## Text
The electric vehicle (EV) space is one driven by what has been some pretty seamless global supply chains for batteries, chips and other key components. However, certain EV and battery stocks have taken a beating of late as supply chain disruptions have wreaked havoc on this sector.
Various battery-related supply issues have begun to hamper production for a number of high-profile auto manufacturers of late. Additionally, long-standing chip shortages have driven EV manufacturers to deliver relatively poor forward guidance.
These supply chain issues are important for investors to consider today. Valuations of many high-flying EV/battery stocks are priced to perfection today. Accordingly, any such near-term supply chain disruptions are likely to be factored in at an outsized magnitude. Most financial models weight near-term projections much more heavily than long-term growth rates.

[Collected data entries]
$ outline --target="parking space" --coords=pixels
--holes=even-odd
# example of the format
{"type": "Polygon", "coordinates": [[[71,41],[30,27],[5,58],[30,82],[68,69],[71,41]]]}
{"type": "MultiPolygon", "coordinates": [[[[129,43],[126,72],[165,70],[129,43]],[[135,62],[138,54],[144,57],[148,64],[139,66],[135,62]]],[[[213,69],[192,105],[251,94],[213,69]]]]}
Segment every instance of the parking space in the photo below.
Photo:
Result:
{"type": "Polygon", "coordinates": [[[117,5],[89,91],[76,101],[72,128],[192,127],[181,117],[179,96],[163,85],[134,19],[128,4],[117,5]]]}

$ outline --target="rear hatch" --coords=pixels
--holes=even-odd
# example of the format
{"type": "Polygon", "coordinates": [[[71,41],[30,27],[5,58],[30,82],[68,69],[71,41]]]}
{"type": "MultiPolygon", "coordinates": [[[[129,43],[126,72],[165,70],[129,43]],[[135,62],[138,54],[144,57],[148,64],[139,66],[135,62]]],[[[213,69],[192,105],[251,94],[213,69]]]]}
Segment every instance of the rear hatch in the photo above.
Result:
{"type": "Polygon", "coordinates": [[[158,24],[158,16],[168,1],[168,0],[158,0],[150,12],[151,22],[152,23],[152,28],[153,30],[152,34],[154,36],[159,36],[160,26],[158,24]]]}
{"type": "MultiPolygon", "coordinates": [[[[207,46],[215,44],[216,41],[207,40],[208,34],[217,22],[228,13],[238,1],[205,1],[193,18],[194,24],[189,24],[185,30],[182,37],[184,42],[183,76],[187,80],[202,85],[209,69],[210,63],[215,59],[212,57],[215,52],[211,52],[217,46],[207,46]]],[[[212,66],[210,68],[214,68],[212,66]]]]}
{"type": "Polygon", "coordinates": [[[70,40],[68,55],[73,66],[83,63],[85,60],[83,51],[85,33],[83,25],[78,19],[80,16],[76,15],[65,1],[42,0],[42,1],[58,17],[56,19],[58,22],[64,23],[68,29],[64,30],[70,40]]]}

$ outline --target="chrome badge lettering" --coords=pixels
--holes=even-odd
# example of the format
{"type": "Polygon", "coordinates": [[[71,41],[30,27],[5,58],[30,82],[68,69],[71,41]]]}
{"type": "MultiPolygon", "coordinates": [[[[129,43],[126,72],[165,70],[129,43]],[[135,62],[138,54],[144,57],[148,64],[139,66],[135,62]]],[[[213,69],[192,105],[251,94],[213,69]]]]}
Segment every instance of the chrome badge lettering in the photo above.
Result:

## What you should do
According to the EV supply chain text, what do most financial models weight much more heavily than long-term growth rates? Rely only on the EV supply chain text for your answer.

## Exercise solution
Near-term projections.